[Opening Given entries section]

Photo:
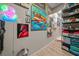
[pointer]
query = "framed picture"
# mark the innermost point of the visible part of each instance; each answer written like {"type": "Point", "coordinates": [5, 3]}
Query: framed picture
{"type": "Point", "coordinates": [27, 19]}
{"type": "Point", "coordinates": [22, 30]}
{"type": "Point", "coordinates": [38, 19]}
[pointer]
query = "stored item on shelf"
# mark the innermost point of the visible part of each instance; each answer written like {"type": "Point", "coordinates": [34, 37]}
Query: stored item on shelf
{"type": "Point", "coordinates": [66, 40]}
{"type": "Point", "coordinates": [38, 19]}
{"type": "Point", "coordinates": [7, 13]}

[Closing Given entries section]
[Opening Given entries section]

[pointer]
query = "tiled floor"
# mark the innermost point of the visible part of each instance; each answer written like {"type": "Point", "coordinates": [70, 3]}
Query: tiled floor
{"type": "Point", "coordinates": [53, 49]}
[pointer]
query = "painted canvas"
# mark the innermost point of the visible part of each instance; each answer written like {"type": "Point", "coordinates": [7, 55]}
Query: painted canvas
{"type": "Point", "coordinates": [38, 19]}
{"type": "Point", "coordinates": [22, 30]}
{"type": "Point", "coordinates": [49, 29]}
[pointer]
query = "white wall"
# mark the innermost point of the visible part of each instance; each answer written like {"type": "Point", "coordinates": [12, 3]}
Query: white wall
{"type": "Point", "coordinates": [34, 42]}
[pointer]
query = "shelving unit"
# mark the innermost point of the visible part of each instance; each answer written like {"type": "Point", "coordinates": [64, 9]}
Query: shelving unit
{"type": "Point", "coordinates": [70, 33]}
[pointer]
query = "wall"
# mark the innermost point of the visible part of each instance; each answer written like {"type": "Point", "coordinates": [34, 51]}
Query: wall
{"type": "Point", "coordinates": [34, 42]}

[Closing Given entries section]

[What is required] Across the material above, how many lines contain the string "innermost"? The reply should be that number alone.

[Task solution] 7